Ellen White tells us how the erring couple felt everything changed,
The air, which had hitherto been of a mild and uniform temperature, seemed to chill the guilty pair. The love and peace which had been theirs was gone, and in its place they felt a sense of sin, a dread of the future, a nakedness of soul. The robe of light which had enshrouded them, now disappeared, and to supply its place they endeavored to fashion for themselves a covering; for they could not, while unclothed, meet the eye of God and holy angels (Patriarchs and Prophets (PP), page 57).
The made a mess, they realized it and they tried to fix it themselves. The sad part is that before the fall, in their innocence and holiness, when the divine presence was manifested in the garden they had joyfully welcomed the approach of their Creator; but now they fled in terror, and sought to hide in the deepest recesses of the garden (PP 57). What used to be a pleasure now was the source of fear. When they heard the Lord's voice they ran away from Him and found a place to hide; they probably thought, "Our executioner is coming." Did the Lord come to kill them? His actions prove otherwise. He came to make mend what was broken. He came to heal what was injured. He even covered their nakedness.
How do we feel when we hear birds singing? Do we find pleasure in their singing? Do we hear them as if Christ is trying to get our attention through them? How do we feel when we hear the Lord calling? Do we find pleasure in it? Or do we run and hide from Him?

### Data shown
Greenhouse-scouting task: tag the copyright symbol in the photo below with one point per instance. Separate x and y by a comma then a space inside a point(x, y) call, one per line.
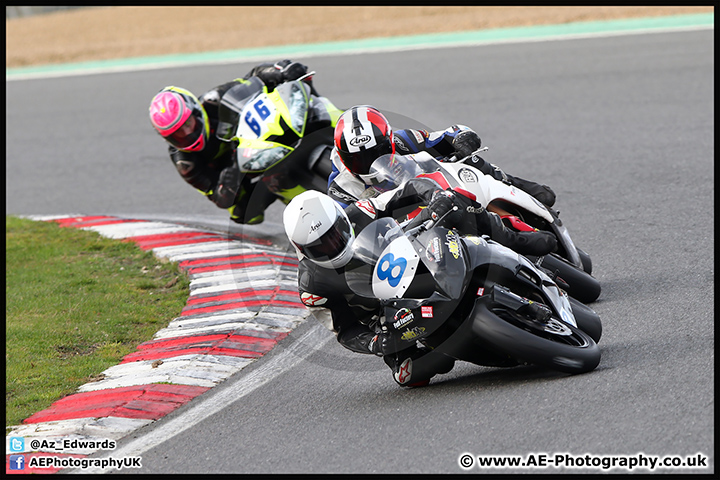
point(466, 460)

### Directions
Reproduce the devotional text between "How do we feel when we hear birds" and "hide from Him?", inclusive, switching each "pleasure" to "joy".

### Final result
How do we feel when we hear birds singing? Do we find joy in their singing? Do we hear them as if Christ is trying to get our attention through them? How do we feel when we hear the Lord calling? Do we find joy in it? Or do we run and hide from Him?